Problem details >> Could you output each line of the data that follows exactly?

Exercise inputs >>
++++

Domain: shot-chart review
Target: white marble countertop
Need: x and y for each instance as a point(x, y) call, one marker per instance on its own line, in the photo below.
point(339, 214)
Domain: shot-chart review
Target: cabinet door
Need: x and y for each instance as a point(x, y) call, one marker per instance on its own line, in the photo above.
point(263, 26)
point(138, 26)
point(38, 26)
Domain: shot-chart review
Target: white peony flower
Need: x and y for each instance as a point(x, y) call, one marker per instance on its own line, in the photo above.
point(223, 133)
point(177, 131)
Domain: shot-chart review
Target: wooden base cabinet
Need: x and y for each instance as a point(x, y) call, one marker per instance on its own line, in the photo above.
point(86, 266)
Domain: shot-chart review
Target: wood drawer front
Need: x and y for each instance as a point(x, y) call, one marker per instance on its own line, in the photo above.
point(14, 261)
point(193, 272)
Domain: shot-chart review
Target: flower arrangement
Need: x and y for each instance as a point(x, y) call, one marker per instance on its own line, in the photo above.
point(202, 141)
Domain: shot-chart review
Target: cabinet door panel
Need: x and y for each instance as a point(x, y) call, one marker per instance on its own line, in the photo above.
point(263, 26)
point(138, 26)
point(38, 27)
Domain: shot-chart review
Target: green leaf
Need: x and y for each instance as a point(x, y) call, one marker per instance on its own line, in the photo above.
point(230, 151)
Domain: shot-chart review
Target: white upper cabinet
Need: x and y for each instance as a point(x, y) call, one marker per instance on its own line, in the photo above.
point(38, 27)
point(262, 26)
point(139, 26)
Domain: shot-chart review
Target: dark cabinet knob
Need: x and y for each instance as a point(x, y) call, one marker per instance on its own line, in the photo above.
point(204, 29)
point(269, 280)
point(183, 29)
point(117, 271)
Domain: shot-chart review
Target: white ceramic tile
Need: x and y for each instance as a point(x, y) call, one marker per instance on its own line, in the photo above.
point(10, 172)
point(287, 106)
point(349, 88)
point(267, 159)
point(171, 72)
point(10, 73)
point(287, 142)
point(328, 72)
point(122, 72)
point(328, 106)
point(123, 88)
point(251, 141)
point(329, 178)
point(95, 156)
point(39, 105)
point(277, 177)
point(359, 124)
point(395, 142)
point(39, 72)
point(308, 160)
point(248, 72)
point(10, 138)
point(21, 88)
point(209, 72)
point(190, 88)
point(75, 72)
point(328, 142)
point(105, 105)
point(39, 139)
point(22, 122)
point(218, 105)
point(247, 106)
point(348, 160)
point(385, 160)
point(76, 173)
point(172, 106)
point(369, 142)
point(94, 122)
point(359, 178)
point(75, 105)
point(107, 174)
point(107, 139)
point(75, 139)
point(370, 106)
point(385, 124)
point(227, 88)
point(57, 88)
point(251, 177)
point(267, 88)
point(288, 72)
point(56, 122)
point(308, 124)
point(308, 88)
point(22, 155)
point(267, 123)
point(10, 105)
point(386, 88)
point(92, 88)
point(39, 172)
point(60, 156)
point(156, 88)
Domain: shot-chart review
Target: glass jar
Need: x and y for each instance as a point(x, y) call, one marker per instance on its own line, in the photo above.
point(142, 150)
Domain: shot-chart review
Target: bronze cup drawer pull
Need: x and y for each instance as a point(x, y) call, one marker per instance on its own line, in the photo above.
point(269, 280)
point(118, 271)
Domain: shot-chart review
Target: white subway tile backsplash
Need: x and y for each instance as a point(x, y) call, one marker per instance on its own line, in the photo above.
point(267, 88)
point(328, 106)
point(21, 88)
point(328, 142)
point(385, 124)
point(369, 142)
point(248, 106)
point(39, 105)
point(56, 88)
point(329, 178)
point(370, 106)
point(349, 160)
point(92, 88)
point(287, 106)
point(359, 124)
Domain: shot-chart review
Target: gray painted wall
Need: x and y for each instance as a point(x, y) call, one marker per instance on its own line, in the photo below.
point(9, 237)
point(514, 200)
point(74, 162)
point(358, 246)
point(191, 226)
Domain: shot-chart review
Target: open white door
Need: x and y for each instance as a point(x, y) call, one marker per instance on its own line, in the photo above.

++++

Finished task >>
Domain: shot-chart review
Target: white marble countertop
Need: x and y for each instance as a point(x, y) call, one marker per instance on its own line, in the photo below.
point(339, 214)
Domain: shot-chart review
Target: cabinet door
Need: x and y for each instance as a point(x, y) call, one marker per instance on its own line, in the photo above.
point(263, 26)
point(138, 26)
point(38, 26)
Domain: shot-chart review
Target: white peony flower
Need: x and y for each instance as a point(x, y) call, one marker per instance on its own line, in the photo above.
point(223, 133)
point(177, 131)
Domain: shot-chart review
Target: wooden base cabinet
Need: x and y for each instance as a point(x, y) call, one marker per instance on its own line, in the photo above.
point(86, 266)
Domain: shot-chart review
Target: wood drawer front
Need: x and y for each instance as a point(x, y) call, one marker per instance on its own line, in the photo above.
point(14, 261)
point(193, 272)
Domain: shot-chart review
Target: flower arrangement
Need: x and y for each instance as a point(x, y) call, one marker per instance on its own line, in the photo above.
point(202, 141)
Domain: shot-chart review
Target: cabinet door panel
Need: x and y for each instance as a point(x, y) call, one marker per instance on its own line, in the photo above.
point(263, 26)
point(138, 26)
point(38, 27)
Domain: shot-chart review
Target: green leaf
Need: x and y for each instance as a point(x, y) call, one marker per instance on its own line, in the photo above.
point(230, 151)
Domain: shot-chart review
Target: white upper cabinet
Need: x and y for each instance as a point(x, y) call, one marker per instance on its own line, in the photo above.
point(38, 27)
point(262, 26)
point(139, 26)
Domain: shot-chart review
Target: dark cabinet knob
Need: x and y for each instance as a point(x, y) call, one marker per instance on its own line, in the photo above.
point(204, 29)
point(269, 280)
point(183, 29)
point(117, 271)
Domain: shot-chart review
Target: white ceramic tile
Need: x and y for each instance as a point(x, y) call, one marker per instance on its own line, in the photo above.
point(10, 172)
point(287, 106)
point(349, 88)
point(267, 159)
point(171, 72)
point(10, 73)
point(287, 142)
point(328, 72)
point(122, 72)
point(328, 106)
point(123, 88)
point(251, 141)
point(329, 178)
point(95, 156)
point(39, 105)
point(277, 177)
point(359, 124)
point(395, 142)
point(39, 72)
point(308, 160)
point(248, 72)
point(10, 138)
point(21, 88)
point(209, 72)
point(190, 88)
point(75, 72)
point(328, 142)
point(105, 105)
point(39, 139)
point(22, 122)
point(218, 105)
point(247, 106)
point(348, 160)
point(385, 160)
point(76, 173)
point(172, 106)
point(369, 142)
point(94, 122)
point(359, 178)
point(75, 105)
point(107, 174)
point(107, 139)
point(75, 139)
point(370, 106)
point(385, 124)
point(227, 88)
point(57, 88)
point(251, 177)
point(267, 88)
point(288, 72)
point(56, 122)
point(308, 124)
point(308, 88)
point(22, 155)
point(267, 123)
point(10, 105)
point(386, 88)
point(92, 88)
point(39, 172)
point(60, 156)
point(156, 88)
Domain: shot-chart review
Target: glass jar
Need: x and y for each instance as a point(x, y) call, one marker per instance on its own line, in the photo above.
point(142, 150)
Domain: shot-chart review
Target: bronze cup drawer pull
Need: x and y for each instance as a point(x, y) call, one marker per instance on its own line, in the photo above.
point(269, 280)
point(118, 271)
Domain: shot-chart review
Target: white subway tile backsplash
Need: x and y for each instance as a point(x, y) call, one marker per instance on its own line, in the photo above.
point(267, 88)
point(328, 106)
point(21, 88)
point(328, 142)
point(385, 124)
point(369, 142)
point(248, 106)
point(39, 105)
point(56, 88)
point(329, 178)
point(370, 106)
point(349, 160)
point(92, 88)
point(287, 106)
point(359, 124)
Domain: shot-chart review
Target: gray painted wall
Need: x and y for each instance as a point(x, y) call, one marker per instance on its own line, in the photo below.
point(9, 237)
point(514, 200)
point(74, 162)
point(358, 246)
point(191, 226)
Domain: shot-chart review
Target: open white door
Need: x and y for each instance as a point(x, y) call, one marker per instance on its own line, in the photo above.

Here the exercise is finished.